=== Liste des lignes ===

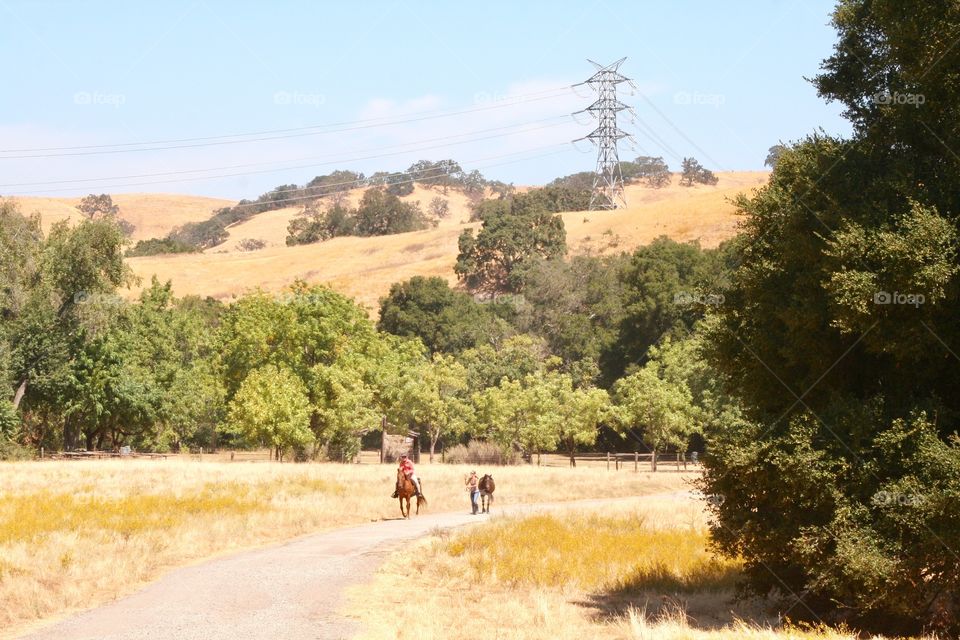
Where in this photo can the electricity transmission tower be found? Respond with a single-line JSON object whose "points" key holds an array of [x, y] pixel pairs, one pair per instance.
{"points": [[608, 181]]}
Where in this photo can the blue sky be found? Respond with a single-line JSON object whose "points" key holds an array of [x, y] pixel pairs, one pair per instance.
{"points": [[483, 83]]}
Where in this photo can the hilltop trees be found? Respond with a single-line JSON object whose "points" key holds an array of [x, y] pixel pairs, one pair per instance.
{"points": [[381, 213], [773, 155], [692, 172], [511, 237], [445, 320]]}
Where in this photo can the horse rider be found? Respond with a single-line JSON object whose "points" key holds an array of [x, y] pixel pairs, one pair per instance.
{"points": [[406, 465], [473, 486]]}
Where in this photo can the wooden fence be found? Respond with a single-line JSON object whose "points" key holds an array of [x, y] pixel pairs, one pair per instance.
{"points": [[610, 461]]}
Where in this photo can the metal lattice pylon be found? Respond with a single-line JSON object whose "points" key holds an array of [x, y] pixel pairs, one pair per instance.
{"points": [[608, 181]]}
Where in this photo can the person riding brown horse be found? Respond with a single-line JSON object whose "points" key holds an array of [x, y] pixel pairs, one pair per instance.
{"points": [[406, 467], [487, 487], [406, 489]]}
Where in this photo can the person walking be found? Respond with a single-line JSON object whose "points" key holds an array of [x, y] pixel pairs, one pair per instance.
{"points": [[473, 487]]}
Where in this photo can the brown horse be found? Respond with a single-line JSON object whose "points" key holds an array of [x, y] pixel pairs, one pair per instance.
{"points": [[405, 491], [487, 488]]}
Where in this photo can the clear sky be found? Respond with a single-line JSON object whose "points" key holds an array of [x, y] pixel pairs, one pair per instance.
{"points": [[383, 84]]}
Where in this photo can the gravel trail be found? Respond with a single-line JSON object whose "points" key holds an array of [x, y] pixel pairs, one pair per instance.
{"points": [[291, 591]]}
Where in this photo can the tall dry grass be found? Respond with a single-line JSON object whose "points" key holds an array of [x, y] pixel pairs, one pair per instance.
{"points": [[628, 573], [75, 534]]}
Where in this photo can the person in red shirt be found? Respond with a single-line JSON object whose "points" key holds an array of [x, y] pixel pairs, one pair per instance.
{"points": [[407, 465]]}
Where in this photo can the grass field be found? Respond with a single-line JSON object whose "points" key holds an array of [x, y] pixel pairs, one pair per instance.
{"points": [[637, 571], [364, 268], [76, 534]]}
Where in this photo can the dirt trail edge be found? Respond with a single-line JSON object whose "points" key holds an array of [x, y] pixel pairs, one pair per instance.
{"points": [[291, 591]]}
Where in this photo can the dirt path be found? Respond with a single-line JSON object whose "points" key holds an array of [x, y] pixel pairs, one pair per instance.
{"points": [[291, 591]]}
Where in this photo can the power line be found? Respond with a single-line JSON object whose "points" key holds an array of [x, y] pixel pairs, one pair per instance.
{"points": [[338, 161], [360, 183], [608, 178], [274, 134]]}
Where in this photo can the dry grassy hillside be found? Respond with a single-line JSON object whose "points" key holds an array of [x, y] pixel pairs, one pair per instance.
{"points": [[271, 227], [152, 214], [364, 268]]}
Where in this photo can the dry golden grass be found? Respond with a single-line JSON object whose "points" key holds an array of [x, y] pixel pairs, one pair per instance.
{"points": [[152, 214], [634, 571], [76, 534], [364, 268]]}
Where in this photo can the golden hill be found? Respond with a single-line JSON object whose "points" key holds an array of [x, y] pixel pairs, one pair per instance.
{"points": [[271, 226], [364, 268], [152, 214]]}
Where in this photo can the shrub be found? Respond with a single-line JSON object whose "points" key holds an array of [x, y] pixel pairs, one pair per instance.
{"points": [[251, 244], [158, 246]]}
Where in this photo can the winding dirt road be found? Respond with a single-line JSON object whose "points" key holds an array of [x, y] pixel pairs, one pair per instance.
{"points": [[292, 591]]}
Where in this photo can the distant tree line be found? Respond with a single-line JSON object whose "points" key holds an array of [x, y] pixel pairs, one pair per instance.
{"points": [[442, 174]]}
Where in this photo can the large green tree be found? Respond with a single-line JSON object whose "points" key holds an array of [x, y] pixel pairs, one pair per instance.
{"points": [[271, 408], [839, 334], [512, 236], [445, 320]]}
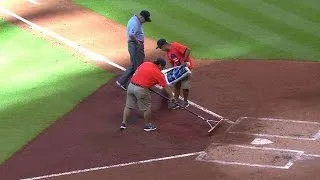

===

» **Énoncé**: Recopiez tel quel tout ce qui va de la ligne contenant « Where in this photo can the shrub » jusqu'à la fin des lignes, les deux bornes incluses. Ne reprenez pas les images dans votre réponse.

» **Corrigé complet**:
Where in this photo can the shrub be found? Respond with a single-line JSON object whose "points" key holds an array of [x, y] pixel pairs, one pair per instance.
{"points": [[251, 244], [158, 246]]}
Where in this photo can the winding dirt road be found? Respond with a single-line JSON object whose "points" key holds an array of [x, y] pixel pairs, one pair per instance.
{"points": [[292, 591]]}
Where in this photo can the distant tree line be found? Respond with a single-line JSON object whose "points" key holds an array of [x, y] pixel pairs, one pair per instance.
{"points": [[442, 174]]}
Where in this photo can the large green tree be found? Respond with a single-line JSON object whose "points" key holds an array of [x, y] pixel pairs, one pair per instance.
{"points": [[271, 408], [839, 334], [512, 236], [445, 320]]}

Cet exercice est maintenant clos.